GIVEN PROBLEM. Reproduce the listing word for word, starting at the line containing "Please put a marker on the side step" and continuing through its final line, inclusive.
########################################
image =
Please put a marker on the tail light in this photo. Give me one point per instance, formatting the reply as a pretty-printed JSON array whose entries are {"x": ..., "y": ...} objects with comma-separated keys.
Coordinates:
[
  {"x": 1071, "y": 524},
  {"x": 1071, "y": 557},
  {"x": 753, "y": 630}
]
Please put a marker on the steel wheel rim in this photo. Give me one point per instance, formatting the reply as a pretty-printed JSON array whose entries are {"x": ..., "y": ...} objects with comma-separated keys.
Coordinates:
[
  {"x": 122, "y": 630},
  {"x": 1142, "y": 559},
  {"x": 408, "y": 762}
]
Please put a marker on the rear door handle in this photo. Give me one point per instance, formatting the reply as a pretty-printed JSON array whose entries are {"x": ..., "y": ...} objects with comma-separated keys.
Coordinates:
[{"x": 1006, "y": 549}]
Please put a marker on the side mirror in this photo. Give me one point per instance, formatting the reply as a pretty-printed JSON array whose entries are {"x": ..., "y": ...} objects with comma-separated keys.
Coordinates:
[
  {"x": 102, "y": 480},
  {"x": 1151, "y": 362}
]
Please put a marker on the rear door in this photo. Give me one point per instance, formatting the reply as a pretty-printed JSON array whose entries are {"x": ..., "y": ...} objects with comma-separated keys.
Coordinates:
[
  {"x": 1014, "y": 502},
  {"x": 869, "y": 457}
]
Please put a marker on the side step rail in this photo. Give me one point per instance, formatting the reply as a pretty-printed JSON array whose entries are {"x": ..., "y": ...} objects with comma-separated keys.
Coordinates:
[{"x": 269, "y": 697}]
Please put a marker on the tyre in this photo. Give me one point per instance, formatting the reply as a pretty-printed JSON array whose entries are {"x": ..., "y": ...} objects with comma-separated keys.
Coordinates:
########################################
FINISHED ANSWER.
Please put a marker on the side step rail in this photo. Give me one point per instance, formatting the reply as a pretty-printed JSON array whose entries are {"x": ..., "y": ...} objects with comma-separated keys.
Coordinates:
[{"x": 269, "y": 697}]
Please put a marker on the tyre in this photo. Give me one point per instance, formatting the reply as a pretty-printed JSON array whose entries are {"x": ..., "y": ...} objects with comma-separated keys.
Coordinates:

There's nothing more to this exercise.